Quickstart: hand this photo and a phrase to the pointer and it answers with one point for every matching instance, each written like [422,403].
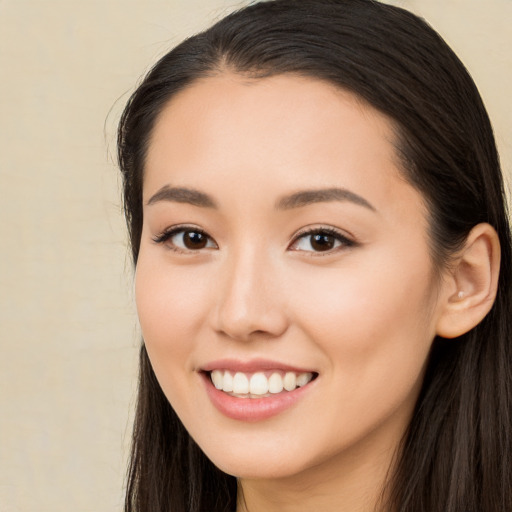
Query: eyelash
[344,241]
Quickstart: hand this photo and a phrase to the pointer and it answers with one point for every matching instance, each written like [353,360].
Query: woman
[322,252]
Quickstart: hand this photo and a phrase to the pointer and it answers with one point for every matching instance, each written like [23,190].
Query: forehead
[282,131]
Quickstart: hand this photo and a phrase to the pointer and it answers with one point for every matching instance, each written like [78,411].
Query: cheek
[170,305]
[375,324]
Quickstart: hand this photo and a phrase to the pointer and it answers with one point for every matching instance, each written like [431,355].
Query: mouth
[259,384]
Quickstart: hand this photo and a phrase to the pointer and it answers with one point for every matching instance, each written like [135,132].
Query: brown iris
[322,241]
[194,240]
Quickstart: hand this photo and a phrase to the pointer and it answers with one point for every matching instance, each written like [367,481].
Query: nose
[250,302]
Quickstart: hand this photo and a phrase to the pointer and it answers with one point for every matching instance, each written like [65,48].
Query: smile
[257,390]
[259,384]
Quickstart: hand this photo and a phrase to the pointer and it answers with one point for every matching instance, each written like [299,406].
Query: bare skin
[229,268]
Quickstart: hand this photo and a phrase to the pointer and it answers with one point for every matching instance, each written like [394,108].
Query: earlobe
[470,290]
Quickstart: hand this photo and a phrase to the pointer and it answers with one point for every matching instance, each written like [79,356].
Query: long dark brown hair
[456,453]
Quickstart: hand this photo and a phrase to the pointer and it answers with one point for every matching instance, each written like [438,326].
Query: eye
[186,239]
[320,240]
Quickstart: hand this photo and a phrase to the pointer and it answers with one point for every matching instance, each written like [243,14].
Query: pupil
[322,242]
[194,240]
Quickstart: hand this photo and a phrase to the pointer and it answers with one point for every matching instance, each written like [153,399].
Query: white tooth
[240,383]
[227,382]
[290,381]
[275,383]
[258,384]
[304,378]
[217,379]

::::::

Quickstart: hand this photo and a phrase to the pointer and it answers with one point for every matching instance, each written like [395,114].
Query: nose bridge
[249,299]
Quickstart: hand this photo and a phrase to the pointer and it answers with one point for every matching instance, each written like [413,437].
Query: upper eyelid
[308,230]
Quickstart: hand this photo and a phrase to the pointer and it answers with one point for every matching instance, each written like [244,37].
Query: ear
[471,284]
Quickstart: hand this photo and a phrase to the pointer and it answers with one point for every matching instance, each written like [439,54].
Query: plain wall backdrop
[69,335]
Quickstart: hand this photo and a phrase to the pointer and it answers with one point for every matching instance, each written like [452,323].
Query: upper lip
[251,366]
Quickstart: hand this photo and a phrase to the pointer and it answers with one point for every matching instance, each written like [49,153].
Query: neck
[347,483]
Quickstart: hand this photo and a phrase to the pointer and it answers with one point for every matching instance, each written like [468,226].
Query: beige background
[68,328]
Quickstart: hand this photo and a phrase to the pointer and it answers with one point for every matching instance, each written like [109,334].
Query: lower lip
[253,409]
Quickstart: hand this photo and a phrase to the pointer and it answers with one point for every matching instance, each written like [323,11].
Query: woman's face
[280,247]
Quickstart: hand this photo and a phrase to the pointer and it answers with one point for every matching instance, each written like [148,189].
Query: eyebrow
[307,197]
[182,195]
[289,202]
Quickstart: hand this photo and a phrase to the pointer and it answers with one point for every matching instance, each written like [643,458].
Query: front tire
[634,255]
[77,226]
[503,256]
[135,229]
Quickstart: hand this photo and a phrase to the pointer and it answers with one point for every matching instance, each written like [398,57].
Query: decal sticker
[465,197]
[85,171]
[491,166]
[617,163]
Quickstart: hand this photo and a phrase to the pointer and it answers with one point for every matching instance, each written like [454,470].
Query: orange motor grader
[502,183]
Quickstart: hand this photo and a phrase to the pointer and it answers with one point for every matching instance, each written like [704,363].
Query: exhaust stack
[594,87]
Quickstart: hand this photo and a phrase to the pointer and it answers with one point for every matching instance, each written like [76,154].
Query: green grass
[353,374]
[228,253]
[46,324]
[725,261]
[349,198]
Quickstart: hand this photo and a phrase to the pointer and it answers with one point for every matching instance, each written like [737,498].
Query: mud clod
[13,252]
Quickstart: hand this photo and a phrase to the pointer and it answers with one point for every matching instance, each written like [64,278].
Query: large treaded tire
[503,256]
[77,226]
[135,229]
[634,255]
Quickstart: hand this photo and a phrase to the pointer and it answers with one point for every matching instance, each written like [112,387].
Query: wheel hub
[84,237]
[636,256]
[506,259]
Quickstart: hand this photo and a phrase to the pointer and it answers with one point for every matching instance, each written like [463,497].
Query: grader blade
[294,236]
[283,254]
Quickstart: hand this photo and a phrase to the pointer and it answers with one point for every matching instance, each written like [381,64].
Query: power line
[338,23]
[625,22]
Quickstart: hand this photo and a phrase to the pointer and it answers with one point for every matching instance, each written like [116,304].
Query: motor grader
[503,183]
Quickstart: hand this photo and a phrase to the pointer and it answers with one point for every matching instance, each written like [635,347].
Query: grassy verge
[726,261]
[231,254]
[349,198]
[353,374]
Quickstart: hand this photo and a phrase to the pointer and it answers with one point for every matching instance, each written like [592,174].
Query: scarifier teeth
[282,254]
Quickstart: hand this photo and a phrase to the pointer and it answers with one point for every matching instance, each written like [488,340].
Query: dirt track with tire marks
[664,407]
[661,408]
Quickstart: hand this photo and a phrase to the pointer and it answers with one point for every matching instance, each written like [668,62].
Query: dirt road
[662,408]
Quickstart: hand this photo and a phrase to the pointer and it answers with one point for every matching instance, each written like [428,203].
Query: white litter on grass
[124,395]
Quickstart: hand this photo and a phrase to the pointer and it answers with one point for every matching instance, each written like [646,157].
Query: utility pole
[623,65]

::::::

▶ [Instructions to follow]: Report, word for word, each line above that contains the word "white".

▶ [Exercise solution]:
Query: white tooth
Query: white litter on grass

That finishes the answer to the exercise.